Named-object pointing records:
━━━━━━━━━━━━━━━━━━━━

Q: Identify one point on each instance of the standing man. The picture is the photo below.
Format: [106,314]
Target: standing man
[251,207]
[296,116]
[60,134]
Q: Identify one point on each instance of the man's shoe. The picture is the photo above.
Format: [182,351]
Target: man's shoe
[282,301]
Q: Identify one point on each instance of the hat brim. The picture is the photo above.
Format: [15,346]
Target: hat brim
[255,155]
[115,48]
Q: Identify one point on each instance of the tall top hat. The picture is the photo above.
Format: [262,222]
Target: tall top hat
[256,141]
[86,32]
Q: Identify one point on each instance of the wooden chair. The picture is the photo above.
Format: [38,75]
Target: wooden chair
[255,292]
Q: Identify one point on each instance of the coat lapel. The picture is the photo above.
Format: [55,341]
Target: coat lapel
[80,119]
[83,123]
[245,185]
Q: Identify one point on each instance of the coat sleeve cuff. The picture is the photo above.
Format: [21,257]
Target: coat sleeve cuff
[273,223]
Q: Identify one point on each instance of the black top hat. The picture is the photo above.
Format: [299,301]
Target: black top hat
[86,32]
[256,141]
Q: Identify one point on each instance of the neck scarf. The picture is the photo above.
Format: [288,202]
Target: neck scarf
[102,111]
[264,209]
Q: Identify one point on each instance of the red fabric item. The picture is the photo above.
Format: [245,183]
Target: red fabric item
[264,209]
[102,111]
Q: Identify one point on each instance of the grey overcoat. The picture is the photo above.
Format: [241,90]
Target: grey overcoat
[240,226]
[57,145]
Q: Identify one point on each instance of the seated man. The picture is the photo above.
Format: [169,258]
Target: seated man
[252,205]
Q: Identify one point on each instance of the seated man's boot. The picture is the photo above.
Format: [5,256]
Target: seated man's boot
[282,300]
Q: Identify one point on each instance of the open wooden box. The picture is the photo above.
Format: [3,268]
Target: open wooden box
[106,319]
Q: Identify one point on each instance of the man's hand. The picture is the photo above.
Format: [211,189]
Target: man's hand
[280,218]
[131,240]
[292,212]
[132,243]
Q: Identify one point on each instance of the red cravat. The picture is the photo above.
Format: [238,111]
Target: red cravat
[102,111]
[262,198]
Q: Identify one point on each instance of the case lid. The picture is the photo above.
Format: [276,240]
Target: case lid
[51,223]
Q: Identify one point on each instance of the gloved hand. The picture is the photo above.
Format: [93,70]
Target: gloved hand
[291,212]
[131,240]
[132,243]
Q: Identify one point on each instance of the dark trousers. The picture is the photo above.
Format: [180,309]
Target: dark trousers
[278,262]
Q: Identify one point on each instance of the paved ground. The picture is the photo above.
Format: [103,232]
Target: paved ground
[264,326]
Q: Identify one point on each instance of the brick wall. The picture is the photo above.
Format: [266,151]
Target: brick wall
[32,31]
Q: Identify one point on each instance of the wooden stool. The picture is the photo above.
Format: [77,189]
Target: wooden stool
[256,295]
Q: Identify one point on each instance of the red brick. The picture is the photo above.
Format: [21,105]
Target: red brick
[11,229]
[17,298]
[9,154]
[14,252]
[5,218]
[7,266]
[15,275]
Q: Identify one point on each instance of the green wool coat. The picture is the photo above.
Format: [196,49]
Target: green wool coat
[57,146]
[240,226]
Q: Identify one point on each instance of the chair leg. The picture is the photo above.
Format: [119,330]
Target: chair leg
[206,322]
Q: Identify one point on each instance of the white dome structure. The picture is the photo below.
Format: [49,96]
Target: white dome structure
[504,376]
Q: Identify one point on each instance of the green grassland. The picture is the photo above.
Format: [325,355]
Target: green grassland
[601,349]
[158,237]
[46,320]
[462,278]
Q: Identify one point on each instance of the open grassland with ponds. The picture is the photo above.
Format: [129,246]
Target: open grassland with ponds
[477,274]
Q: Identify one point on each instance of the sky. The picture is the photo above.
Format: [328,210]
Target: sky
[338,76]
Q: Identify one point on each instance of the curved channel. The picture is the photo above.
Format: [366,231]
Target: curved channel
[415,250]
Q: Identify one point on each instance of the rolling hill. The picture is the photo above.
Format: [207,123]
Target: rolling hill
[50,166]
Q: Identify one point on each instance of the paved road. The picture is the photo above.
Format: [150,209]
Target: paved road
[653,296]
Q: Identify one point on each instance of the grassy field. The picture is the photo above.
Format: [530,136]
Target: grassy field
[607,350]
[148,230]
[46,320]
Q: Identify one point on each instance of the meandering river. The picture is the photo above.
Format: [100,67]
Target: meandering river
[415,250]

━━━━━━━━━━━━━━━━━━━━

(The task): Copy, character for character, the lines from the line that holds "Q: Identify one point on each instance of the green wool" through the final line of the records above.

(Reply):
Q: Identify one point on each instance of the green wool coat. The picture is the photo above.
Format: [196,49]
Target: green wool coat
[57,146]
[240,226]
Q: Identify one point on each instance of the chair leg. The picture is the photo above.
Format: [119,330]
Target: chair leg
[206,322]
Q: Identify one point on each instance of the white dome structure. The picture is the photo below.
Format: [49,96]
Target: white dome structure
[504,376]
Q: Identify one point on each instance of the green grassland. The picture is the photo above.
Format: [325,355]
Target: green grassland
[601,349]
[158,237]
[46,320]
[462,278]
Q: Identify one point on each instance of the open grassland with ponds. The picture is the photo above.
Format: [129,246]
Target: open grassland with ponds
[477,274]
Q: Identify one point on each instance of the sky. The picture is the photo above.
Format: [328,210]
Target: sky
[338,76]
Q: Identify one point on each instance of the curved channel. The picture is the photo above.
Format: [366,231]
Target: curved channel
[415,250]
Q: Identify one point on each instance of the rolling hill. The picture is the photo above.
Format: [207,123]
Target: rolling hill
[50,166]
Q: Identify one point on each instance of the paved road. The picture is the photo above.
Format: [150,209]
Target: paved road
[653,296]
Q: Identify one point on each instance of the grassy field. The picture is the photo above.
Format: [530,136]
Target: grassy field
[607,350]
[148,230]
[46,320]
Q: Identify one point on each instance of the meandering river. The picture is the photo above.
Format: [100,67]
Target: meandering river
[415,250]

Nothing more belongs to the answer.